**Reading passage**
▼▼▼
BC Business
New or used, fiction or non-fiction, these indie bookstores have you covered for your next great escape
To queer and Lebanese-American owner Nena Rawdah, a bookstore is nothing without its bookworms, and her East Vancouver store Cross and Crows aims to be a welcoming space for all. Since opening in 2023, she’s featured queer books and art and welcomed influential authors and artists into her space, including Martha Shelley, co-founder of the Gay Liberation Front, and Kai Cheng Thom, author of Falling Back in Love with Being Human.
What goes together better than groovy music, a good book and a cat on your lap? John and Cat Hughes, alongside their shop kitty, Luna, would say not much. Groove Cat Books and Records in New Westminster boasts a large selection of local goods and all genres of books and records, including some rare punk-rock originals. The store opened in 2022, just in time for the rise of Booktok (visit for your next haul or just to cuddle with Luna).
Within a cozy 500-square-foot space, Notably has tightly packed a wide selection of new fiction books, graphic novels and classics. Since 2021, Samara Nicoll has been running the bookstore of her teenage dreams (she made it work despite opening just as the third wave of the pandemic hit). Rocky road aside, she’s managed to create a chill space that celebrates Nelson’s voracious readers.
Huckleberry Books has had a long history (since 1971!) of names, locations and owners, but the current iteration was bought by Erin Dalton in 2019. The store is packed with new books from a variety of genres, including an exceptional kid’s section and a carefully curated selection of non-fiction. Dalton’s goal is to fill her shelves with books that showcase underrepresented voices, and she holds annual fundraisers for local organizations in Cranbook, her home base.
What began as a bookstore on wheels in the spring of 2021 (1973 Shasta trailer wheels, to be specific) is now a brick-and-mortar shop in Revelstoke. Fable Book Parlour is the brainchild of Stacy Batchelor and Kristin Olsen. The store carries new and used books with a focus on literary fiction for kids, young adults and up, as well as adventure stories and guidebooks for your trip up the mountain. They put sustainability at the forefront, and are bringing the discussion of what the production, sourcing and shipping of books in Canadian bookselling is costing the climate.
As the pandemic began to wind down, Kerri Doyle was craving a place to connect with others through books. So she opened Books and Shenanigans in 2021. Since then, she’s created a small but mighty community of book lovers in Victoria, hosting seven monthly book clubs and one quarterly club (there’s a waitlist to join). “My store is smaller than most, so I am unable to host a lot of the big, author-type events,” says Doyle, “but being located in this village, within this community, I get to know people by name—and that’s pretty great.”
▲▲▲
(Saved entries)
▼▼▼
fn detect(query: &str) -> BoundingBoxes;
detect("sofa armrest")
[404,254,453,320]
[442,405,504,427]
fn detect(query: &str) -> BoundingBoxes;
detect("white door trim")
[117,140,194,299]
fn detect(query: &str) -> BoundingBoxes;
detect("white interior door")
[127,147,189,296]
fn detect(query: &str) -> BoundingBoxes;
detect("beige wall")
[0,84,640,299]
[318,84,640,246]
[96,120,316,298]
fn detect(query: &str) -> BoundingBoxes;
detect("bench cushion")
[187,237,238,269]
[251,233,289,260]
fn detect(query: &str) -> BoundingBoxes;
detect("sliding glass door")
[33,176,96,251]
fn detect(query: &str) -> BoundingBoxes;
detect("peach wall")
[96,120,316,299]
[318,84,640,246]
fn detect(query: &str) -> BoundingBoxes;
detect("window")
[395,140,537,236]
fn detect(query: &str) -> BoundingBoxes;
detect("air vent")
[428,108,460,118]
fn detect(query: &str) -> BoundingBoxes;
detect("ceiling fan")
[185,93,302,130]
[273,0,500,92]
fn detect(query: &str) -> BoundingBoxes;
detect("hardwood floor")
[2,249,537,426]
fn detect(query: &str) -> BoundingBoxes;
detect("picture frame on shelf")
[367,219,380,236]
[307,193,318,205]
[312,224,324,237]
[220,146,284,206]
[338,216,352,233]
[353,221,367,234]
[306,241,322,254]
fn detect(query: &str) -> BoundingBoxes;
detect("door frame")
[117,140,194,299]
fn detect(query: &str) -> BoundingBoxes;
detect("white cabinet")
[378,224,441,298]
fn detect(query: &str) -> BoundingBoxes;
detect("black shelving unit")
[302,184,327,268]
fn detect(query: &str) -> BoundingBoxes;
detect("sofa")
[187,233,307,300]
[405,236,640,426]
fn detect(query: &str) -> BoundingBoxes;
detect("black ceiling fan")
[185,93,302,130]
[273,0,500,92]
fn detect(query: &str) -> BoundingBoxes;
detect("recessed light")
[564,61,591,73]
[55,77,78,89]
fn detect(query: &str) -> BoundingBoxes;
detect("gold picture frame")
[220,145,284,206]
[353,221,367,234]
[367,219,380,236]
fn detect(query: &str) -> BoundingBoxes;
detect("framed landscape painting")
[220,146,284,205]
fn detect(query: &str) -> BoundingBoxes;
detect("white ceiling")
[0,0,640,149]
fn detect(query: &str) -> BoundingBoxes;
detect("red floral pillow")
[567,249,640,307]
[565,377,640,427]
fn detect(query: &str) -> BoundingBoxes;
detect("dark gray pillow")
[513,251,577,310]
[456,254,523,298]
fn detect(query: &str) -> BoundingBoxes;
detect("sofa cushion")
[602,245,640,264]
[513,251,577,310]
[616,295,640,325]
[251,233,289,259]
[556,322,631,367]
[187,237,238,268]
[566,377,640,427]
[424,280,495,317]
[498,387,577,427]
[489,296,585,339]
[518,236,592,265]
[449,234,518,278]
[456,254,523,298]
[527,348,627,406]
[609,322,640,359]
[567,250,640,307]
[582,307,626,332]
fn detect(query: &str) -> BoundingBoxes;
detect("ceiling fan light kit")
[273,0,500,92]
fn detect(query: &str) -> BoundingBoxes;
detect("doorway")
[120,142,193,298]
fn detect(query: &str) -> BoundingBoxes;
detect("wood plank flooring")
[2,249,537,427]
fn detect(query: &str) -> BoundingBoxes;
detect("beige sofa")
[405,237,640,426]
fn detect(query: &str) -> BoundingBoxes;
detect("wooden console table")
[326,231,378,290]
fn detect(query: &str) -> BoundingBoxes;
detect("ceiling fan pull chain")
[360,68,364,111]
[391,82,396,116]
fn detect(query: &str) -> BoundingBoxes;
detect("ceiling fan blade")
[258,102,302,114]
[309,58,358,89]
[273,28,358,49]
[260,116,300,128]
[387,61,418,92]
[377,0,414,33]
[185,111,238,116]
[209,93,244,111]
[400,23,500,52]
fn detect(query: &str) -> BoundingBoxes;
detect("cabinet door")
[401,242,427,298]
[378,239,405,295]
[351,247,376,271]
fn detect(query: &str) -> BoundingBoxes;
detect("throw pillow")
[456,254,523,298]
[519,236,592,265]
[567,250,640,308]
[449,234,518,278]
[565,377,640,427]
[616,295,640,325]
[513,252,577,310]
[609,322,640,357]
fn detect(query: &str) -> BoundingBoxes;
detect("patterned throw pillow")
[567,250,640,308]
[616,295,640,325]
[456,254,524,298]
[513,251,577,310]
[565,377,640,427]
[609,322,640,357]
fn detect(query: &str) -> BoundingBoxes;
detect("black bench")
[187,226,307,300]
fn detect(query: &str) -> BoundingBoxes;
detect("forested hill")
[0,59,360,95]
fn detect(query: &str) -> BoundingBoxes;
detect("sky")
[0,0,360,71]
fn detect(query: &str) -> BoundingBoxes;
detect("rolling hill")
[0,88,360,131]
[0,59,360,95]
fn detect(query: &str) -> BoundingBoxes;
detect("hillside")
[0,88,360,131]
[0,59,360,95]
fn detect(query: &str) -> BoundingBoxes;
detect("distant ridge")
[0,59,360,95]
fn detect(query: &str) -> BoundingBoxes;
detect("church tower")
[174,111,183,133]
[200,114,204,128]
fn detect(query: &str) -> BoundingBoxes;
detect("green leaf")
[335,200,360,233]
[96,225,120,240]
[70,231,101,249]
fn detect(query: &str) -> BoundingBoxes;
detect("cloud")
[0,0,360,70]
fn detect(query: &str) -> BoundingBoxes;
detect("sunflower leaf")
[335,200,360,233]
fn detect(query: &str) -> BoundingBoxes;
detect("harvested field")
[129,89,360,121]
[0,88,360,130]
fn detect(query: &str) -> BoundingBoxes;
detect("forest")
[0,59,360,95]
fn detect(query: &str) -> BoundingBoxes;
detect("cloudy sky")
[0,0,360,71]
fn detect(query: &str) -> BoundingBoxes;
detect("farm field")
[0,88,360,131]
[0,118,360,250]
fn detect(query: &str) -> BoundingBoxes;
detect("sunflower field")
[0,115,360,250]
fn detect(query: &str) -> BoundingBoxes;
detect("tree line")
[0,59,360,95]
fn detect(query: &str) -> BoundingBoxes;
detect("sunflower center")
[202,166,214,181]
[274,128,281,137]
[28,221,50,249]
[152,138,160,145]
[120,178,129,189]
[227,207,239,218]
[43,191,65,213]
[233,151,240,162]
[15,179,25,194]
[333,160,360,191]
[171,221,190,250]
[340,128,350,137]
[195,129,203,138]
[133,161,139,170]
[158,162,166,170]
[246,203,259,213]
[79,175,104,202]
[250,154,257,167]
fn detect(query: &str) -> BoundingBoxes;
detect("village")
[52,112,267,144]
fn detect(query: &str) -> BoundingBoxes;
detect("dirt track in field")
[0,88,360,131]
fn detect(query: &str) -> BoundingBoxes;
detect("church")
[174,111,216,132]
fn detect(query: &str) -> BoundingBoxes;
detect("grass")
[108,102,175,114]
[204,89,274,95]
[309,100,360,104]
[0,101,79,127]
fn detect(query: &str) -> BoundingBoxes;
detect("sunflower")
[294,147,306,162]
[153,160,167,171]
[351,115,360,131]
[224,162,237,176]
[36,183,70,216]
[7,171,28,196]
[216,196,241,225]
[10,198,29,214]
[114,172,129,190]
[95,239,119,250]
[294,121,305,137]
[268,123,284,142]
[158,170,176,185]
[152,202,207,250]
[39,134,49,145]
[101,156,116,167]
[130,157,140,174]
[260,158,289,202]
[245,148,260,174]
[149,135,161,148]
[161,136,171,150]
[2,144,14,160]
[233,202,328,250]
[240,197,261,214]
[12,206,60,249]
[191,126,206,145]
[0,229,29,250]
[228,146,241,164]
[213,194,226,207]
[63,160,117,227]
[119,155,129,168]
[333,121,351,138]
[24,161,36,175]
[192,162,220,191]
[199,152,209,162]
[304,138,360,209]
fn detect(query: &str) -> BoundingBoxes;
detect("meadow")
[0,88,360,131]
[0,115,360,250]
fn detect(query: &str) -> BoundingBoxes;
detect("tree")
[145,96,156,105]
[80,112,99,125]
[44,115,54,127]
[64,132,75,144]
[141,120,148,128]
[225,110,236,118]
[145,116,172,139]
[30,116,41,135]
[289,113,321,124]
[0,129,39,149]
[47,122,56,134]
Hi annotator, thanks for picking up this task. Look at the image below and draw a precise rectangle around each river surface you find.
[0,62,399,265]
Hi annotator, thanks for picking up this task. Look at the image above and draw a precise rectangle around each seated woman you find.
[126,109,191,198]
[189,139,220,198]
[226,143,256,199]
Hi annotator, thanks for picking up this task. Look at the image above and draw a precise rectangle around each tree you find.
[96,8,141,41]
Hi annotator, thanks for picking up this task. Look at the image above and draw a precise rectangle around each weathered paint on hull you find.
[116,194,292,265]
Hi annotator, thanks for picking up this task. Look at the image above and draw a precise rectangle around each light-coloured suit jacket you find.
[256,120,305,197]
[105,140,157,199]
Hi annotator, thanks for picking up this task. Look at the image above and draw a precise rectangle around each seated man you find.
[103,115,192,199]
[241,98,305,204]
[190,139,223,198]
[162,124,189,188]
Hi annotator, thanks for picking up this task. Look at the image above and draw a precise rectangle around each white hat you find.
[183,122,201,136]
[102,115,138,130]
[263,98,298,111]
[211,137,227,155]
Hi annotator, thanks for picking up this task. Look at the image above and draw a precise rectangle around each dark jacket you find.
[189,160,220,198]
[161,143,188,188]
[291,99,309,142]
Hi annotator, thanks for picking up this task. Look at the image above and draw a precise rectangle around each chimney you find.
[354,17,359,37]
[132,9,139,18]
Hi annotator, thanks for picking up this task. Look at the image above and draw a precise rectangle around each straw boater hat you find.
▲▲▲
Please extract, word for word, the passage of the bookstore article starting at "What goes together" and ending at "Nelson’s voracious readers.".

**The answer**
What goes together better than groovy music, a good book and a cat on your lap? John and Cat Hughes, alongside their shop kitty, Luna, would say not much. Groove Cat Books and Records in New Westminster boasts a large selection of local goods and all genres of books and records, including some rare punk-rock originals. The store opened in 2022, just in time for the rise of Booktok (visit for your next haul or just to cuddle with Luna).
Within a cozy 500-square-foot space, Notably has tightly packed a wide selection of new fiction books, graphic novels and classics. Since 2021, Samara Nicoll has been running the bookstore of her teenage dreams (she made it work despite opening just as the third wave of the pandemic hit). Rocky road aside, she’s managed to create a chill space that celebrates Nelson’s voracious readers.